SOURCE DOCUMENT =
<<<<

Search code examples
clojureincanter

How can I create an Incanter series based on a range of values


I've got an Incanter dataset with 3 columns: a date/timestamp, a response time and a message size. What I'd like to do is create a scatter plot with the date/timestamp on the x axis and response times as the y axis.

This is easy enough, but I'd like to generate separate series of data based on the message size column. Incanter's scatter-plot function takes a :group-by option, but it appears to only handle discrete values. I'd like the series to be generated by applying some function to the message size column. Some function like:

(fn [n]
  (cond
    (< n 5000)                    "small"
    (and (>= n 5000) (< n 20000)) "medium"
    (>= n 20000)                  "large"))

Is this possible or is there a better way to accomplish the same thing?


Solution

  • you can synthesize a dataset with a new column with the discrete values calculated using your function, something like this....

    (def dataset1 (dataset 
                   [:x :y] 
                   (for [x (range 10) y (range 10)] [x y])))
    ;=> #'user/dataset1
    
    dataset1
    [:x :y]
    [0 0]
    [0 1]
    ...
    [9 8]
    [9 9]
    
    (def dataset2 (with-data dataset1 
      (conj-cols $data 
         (dataset [:size] ($map #(cond
                                  (< % 3)   "small"
                                  (<= 3 % 6) "medium"

>>>>

(Dataset excerpts on object pointing)
<<<<

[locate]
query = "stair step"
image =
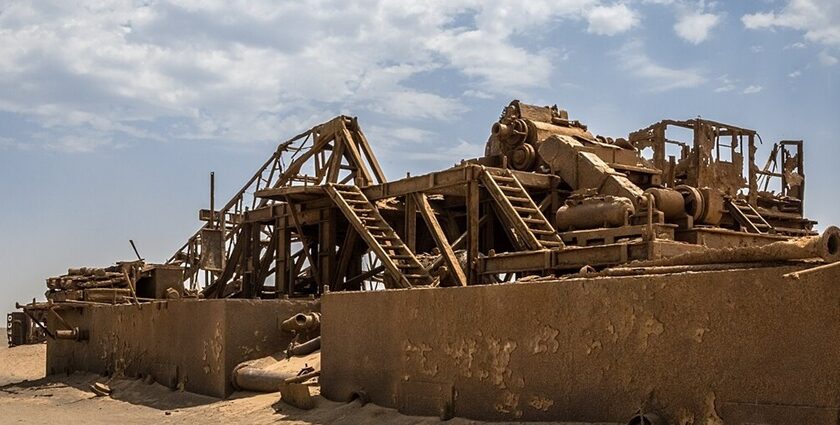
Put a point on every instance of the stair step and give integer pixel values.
(518, 199)
(533, 220)
(524, 209)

>>>>

TO DO =
1. Rewrite the paragraph of the Incanter thread that begins "I've got an Incanter dataset with 3 columns" as a short bulleted list that keeps its main facts.
2. Extend the Incanter thread onward from its final line.

RESPONSES TO THE EXERCISE =
1.
- The Incanter dataset has three columns: a date/timestamp, a response time, and a message size.
- The goal is a scatter plot with the date/timestamp on the x axis and response times on the y axis.

2.
                                  (< 6 %)   "large") :x)))))
    ;=> #'user/dataset2
    
    dataset2
    [:x :y :size]
    [0 0 "small"]
    [0 1 "small"]
    ...
    [9 8 "large"]
    [9 9 "large"]
    

    add then use the :group-by on the discrete value you've generated...

    (with-data dataset2 
       (view 
          (scatter-plot 
           :x 
           :y 
           :group-by :size )))
    

    To give something like this:

    incanter plot

    A variant which generates the group-by from two columns:

     (def dataset3 
      (with-data dataset1  
        (conj-cols 
          $data 
          (dataset [:size] ($map #(let [sum (+ % %2)] 
                                   (cond
                                     (< sum 4 )    "small"
                                     (<= 4 sum 12) "medium"
                                     (> 12 sum )   "large")) [:x :y])))))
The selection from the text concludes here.